A la fin de la seconde guerre mondiale, dont les profits ne furent pas perdus pour tout le monde, l’Ordre des architectes, créé par la loi du 31 décembre 1940, se montra d’une grande clémence vis-à-vis de ses membres soupçonnés d’intelligence avec l’ennemi.
La création de l’Ordre des architectes par la loi du 31 décembre 1940 avait profondément modifié l’exercice professionnel en limitant à 6 400 le nombre des inscrits au tableau (sur 12 000 praticiens environ exerçant avant la guerre, non diplômés, ou ne justifiant que de patentes récentes). Et en écartant aussi tous ceux que l’historienne Danièle Voldman appelle les « indésirables aux yeux du régime : les juifs au-delà d’un quota de 2 % des inscrits au tableau, les étrangers, les francs-maçons » et tous ceux qui passaient pour des opposants au gouvernement de Vichy.
Dans la foulée étaient supprimés tous les organismes traditionnels de défense professionnelle, les syndicats, associations, sociétés, fédérations…
Mais comme Vichy avait fait de la reconstruction des villes et des villages détruits pendant les combats ayant abouti à l’armistice du 22 juin 1940, (en fait une véritable capitulation), beaucoup d’architectes pensèrent tirer leur épingle du jeu. Certains furent réquisitionnés par l’occupant pour travailler (STO) à la conception du Mur de l’Atlantique au sein de l’Organisation Todt. C’est cas de René Sarger, élève de Perret à l’Ecole Spéciale, diplômé en 1938, qui fit passer des plans et des informations aux Alliés. Déporté dans un camp de travail en Europe de l’Est, il fut libéré par l’Armée Rouge en 1944, au sein de laquelle il s’engagea jusqu’à la fin de la guerre.
::::
*Objet de la tâche*:
Veuillez restituer mot pour mot le passage de l'extrait sur l'Ordre des architectes qui va de « A la fin de » jusqu'à « gouvernement de Vichy. ». Seul l'extrait sert de source.

*Données fournies*:
::::
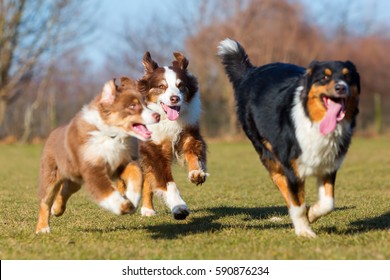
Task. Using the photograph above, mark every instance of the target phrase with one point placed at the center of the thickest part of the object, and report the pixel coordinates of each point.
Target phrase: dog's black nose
(340, 89)
(174, 99)
(156, 116)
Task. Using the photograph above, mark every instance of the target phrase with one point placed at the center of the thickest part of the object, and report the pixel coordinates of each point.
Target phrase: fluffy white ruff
(107, 142)
(319, 153)
(113, 203)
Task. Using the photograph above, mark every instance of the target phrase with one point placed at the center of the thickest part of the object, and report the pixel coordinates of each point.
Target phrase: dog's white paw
(180, 212)
(147, 212)
(305, 232)
(43, 230)
(197, 177)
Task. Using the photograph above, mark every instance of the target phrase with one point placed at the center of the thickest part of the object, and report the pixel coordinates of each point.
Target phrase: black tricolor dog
(300, 122)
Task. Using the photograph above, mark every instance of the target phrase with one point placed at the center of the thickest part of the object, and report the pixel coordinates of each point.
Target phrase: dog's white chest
(165, 130)
(320, 154)
(112, 150)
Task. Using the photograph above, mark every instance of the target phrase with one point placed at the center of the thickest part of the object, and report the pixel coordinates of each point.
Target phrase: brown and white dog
(99, 145)
(173, 92)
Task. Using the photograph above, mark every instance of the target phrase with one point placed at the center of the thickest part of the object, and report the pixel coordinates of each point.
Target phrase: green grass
(231, 214)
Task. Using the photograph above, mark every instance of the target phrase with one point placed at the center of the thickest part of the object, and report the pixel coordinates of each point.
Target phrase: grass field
(232, 214)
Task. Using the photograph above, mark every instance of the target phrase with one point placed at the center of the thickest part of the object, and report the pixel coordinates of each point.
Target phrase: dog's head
(168, 90)
(123, 107)
(332, 93)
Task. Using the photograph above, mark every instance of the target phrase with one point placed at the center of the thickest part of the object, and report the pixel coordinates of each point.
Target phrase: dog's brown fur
(98, 146)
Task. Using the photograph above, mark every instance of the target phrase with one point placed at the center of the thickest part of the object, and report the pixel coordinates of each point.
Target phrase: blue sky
(115, 13)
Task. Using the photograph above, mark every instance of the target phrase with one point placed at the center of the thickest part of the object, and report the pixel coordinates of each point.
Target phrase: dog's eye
(181, 86)
(325, 78)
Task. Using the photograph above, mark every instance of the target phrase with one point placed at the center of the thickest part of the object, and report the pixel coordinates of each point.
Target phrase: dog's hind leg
(294, 195)
(147, 209)
(67, 189)
(132, 176)
(49, 186)
(325, 203)
(101, 188)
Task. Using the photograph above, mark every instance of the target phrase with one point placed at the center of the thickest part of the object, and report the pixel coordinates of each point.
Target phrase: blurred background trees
(45, 76)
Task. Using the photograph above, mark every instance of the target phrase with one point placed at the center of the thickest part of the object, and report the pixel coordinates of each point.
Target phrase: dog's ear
(181, 61)
(354, 74)
(308, 77)
(149, 64)
(109, 92)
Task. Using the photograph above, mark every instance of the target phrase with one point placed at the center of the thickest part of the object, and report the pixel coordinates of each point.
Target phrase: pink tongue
(142, 130)
(172, 114)
(329, 123)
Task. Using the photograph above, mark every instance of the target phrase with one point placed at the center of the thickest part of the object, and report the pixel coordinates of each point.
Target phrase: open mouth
(172, 112)
(141, 130)
(335, 113)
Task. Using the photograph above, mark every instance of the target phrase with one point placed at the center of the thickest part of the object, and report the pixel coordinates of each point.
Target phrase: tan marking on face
(328, 72)
(267, 145)
(315, 105)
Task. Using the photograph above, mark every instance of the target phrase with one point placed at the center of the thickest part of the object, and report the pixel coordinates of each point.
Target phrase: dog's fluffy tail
(234, 59)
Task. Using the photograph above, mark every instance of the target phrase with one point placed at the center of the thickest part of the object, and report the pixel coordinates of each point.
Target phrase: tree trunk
(3, 109)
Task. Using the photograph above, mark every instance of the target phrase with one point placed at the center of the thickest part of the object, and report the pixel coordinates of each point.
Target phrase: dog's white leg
(175, 202)
(300, 221)
(133, 194)
(147, 212)
(324, 205)
(116, 204)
::::
*Réponse proposée*:
A la fin de la seconde guerre mondiale, dont les profits ne furent pas perdus pour tout le monde, l’Ordre des architectes, créé par la loi du 31 décembre 1940, se montra d’une grande clémence vis-à-vis de ses membres soupçonnés d’intelligence avec l’ennemi.
La création de l’Ordre des architectes par la loi du 31 décembre 1940 avait profondément modifié l’exercice professionnel en limitant à 6 400 le nombre des inscrits au tableau (sur 12 000 praticiens environ exerçant avant la guerre, non diplômés, ou ne justifiant que de patentes récentes). Et en écartant aussi tous ceux que l’historienne Danièle Voldman appelle les « indésirables aux yeux du régime : les juifs au-delà d’un quota de 2 % des inscrits au tableau, les étrangers, les francs-maçons » et tous ceux qui passaient pour des opposants au gouvernement de Vichy.